Begin Passage shown

Unnamed: 0,Order ID,Category,is_returned
0,CA-2016-152156,Furniture,False
1,CA-2016-152156,Furniture,False
2,CA-2016-138688,Office Supplies,False
3,US-2015-108966,Furniture,False
4,US-2015-108966,Office Supplies,False


In [29]:
category_return_rate = (
    orders_with_order_flag
    .groupby("Category")
    .agg(
        total_orders=("Order ID", "nunique"),
        returned_orders=("is_returned", "sum")
    )
    .reset_index()
)


In [30]:
category_return_rate["return_rate"] = (
    category_return_rate["returned_orders"]
    / category_return_rate["total_orders"]
)

category_return_rate["return_rate_pct"] = (
    category_return_rate["return_rate"] * 100
).round(2)


In [31]:
category_return_rate.sort_values(
    "return_rate_pct",
    ascending=False
)


Unnamed: 0,Category,total_orders,returned_orders,return_rate,return_rate_pct
1,Office Supplies,3742,473,0.126403,12.64
2,Technology,1544,156,0.101036,10.1
0,Furniture,1764,171,0.096939,9.69


## Category-Level Return Rate Methodology

- Return rates are calculated at the order level.
- Orders may contain items from multiple categories.
- A returned order contributes to the return rate of each category it includes.
- This analysis reflects the likelihood of an order being returned when a given category is present.


## Category-Level Insights

- Office Supplies has the highest order-level return rate at 12.64%.
- Technology and Furniture follow with return rates of 10.10% and 9.69%, respectively.
- All category-level return rates are higher than the overall return rate of 5.91%,
  reflecting that returned orders may contain multiple categories.
- The results indicate that orders including Office Supplies are more likely
  to be returned compared to other categories.


# Product-Level Analysis

- KPI: Return rate
- Granularity: Order-level
- Dimension: Product

In [32]:
product_return_rate = (
    orders_with_order_flag
    .groupby("Product Name")
    .agg(
        total_orders=("Order ID", "nunique"),
        returned_orders=("is_returned", "sum")
    )
    .reset_index()
)


In [33]:
product_return_rate["return_rate"] = (
    product_return_rate["returned_orders"]
    / product_return_rate["total_orders"]
)

product_return_rate["return_rate_pct"] = (
    product_return_rate["return_rate"] * 100
).round(2)


In [38]:
product_return_rate.sort_values(
    "total_orders",
    ascending=False
).head(10)

End Passage shown
Begin Information provided

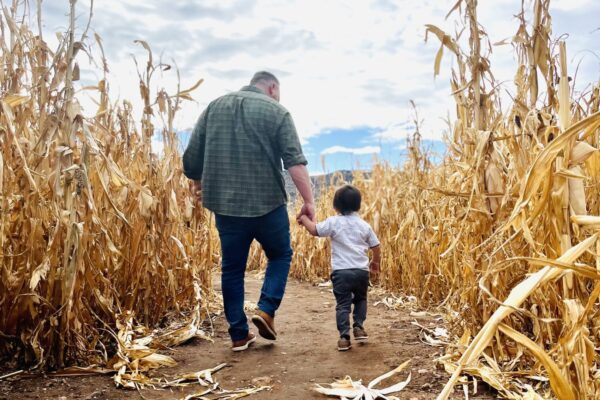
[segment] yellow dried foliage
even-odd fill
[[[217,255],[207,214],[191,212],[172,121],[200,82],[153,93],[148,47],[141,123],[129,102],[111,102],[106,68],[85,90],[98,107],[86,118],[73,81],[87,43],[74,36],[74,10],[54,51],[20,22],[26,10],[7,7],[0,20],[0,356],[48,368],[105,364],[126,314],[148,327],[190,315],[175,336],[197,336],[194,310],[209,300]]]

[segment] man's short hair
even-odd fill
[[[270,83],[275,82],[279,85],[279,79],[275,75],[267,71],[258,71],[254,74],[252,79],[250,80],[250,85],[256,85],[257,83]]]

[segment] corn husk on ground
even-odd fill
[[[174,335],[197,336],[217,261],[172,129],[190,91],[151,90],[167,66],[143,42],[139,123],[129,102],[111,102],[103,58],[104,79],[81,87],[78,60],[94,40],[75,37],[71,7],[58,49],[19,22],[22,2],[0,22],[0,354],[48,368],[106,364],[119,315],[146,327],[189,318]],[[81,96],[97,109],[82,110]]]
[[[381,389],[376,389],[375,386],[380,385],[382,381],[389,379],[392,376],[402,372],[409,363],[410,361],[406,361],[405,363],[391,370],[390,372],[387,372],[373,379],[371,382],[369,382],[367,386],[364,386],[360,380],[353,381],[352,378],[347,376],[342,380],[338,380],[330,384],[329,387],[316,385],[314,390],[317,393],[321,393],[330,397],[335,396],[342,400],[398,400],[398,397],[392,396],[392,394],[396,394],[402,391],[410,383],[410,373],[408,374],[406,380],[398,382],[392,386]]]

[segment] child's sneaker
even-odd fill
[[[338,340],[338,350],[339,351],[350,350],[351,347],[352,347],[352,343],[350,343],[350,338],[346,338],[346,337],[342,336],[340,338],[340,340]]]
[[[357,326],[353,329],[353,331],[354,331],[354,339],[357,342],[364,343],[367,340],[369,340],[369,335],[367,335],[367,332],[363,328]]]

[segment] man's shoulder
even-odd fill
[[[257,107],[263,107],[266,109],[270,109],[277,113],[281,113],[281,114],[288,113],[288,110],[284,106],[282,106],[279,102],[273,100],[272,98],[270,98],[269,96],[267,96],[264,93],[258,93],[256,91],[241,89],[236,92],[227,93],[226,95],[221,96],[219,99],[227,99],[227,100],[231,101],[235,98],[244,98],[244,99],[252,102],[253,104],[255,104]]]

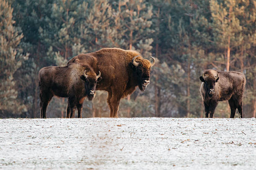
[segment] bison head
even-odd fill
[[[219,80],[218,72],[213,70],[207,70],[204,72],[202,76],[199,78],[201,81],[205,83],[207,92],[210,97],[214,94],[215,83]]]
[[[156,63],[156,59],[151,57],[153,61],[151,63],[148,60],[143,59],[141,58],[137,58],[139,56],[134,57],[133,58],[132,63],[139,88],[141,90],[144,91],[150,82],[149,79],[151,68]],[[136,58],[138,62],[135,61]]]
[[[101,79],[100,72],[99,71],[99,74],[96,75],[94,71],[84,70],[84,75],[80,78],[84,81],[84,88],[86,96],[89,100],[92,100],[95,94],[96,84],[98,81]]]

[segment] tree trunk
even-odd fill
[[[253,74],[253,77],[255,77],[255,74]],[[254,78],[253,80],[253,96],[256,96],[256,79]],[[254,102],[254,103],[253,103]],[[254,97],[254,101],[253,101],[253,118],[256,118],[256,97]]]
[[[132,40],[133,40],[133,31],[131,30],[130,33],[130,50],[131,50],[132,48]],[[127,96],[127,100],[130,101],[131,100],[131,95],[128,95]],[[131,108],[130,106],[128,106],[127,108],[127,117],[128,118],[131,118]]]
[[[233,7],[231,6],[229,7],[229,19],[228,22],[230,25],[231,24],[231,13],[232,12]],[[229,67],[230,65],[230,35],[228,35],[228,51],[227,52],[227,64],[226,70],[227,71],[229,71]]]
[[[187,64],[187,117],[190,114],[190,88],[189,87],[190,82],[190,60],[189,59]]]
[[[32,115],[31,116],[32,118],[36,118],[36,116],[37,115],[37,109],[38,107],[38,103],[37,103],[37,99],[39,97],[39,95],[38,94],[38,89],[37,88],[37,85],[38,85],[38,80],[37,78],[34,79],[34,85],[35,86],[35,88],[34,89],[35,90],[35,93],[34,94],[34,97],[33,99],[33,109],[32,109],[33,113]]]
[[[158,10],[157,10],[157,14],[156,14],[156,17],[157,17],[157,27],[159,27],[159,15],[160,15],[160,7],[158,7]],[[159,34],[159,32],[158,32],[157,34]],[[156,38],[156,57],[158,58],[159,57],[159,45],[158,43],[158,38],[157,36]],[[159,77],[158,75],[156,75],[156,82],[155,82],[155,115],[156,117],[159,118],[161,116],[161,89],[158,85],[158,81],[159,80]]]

End Information provided

■ **Task list**:
A – In the return-rate notebook, what overall return rate do all the category-level return rates exceed?
B – Continue the return-rate notebook from its final cell.

■ **Answers to each task**:
A – 5.91%

B –
Unnamed: 0,Product Name,total_orders,returned_orders,return_rate,return_rate_pct
1493,Staple envelope,48,4,0.083333,8.33
1499,Staples,46,2,0.043478,4.35
537,Easy-staple paper,46,1,0.021739,2.17
259,Avery Non-Stick Binders,20,0,0.0,0.0
1500,Staples in misc. colors,19,0,0.0,0.0
942,KI Adjustable-Height Table,18,4,0.222222,22.22
1496,Staple remover,18,3,0.166667,16.67
1511,Storex Dura Pro Binders,17,0,0.0,0.0
1497,Staple-based wall hangings,16,3,0.1875,18.75
1450,"Situations Contoured Folding Chairs, 4/Set",15,2,0.133333,13.33


In [39]:
product_return_rate["total_orders"].describe()


Unnamed: 0,total_orders
count,1850.0
mean,5.397838
std,3.132481
min,1.0
25%,3.0
50%,5.0
75%,7.0
max,48.0


## Product-Level Insights

- Most products in the dataset have low order frequency, with a median of 5 orders per product.
- High-volume products (e.g., Staples, Staple envelope) show relatively low return rates,
  indicating healthy demand and low return risk.
- Several mid-volume products (15–20 orders) exhibit disproportionately high return rates,
  such as adjustable-height tables and staple-related accessories.
- These products represent potential operational or expectation-related issues and
  should be prioritized for further investigation.


# Shipping Cost Context

- Shipping cost data is available at the state level and does not vary by order.
- As such, shipping cost was not used to calculate return rates directly.
- However, higher return rates observed in bulky products (e.g., furniture)
  may be partially influenced by higher shipping costs in certain states.
- This suggests a potential operational factor that could be explored further
  with more granular shipping data.


# Executive Summary

This analysis examines return behavior in a retail dataset consisting of 5,009 unique orders and nearly 10,000 order-line records. The primary objective was to calculate an accurate return rate and identify potential drivers of returns across categories and products, while maintaining methodological consistency.

Returns were analyzed at the order level, as a single order may contain multiple products and even one returned item results in a returned order. Using an order-level return flag, the overall return rate was calculated as 5.91%, meaning approximately 6 out of every 100 orders resulted in a return. This provides a reliable baseline KPI for further analysis.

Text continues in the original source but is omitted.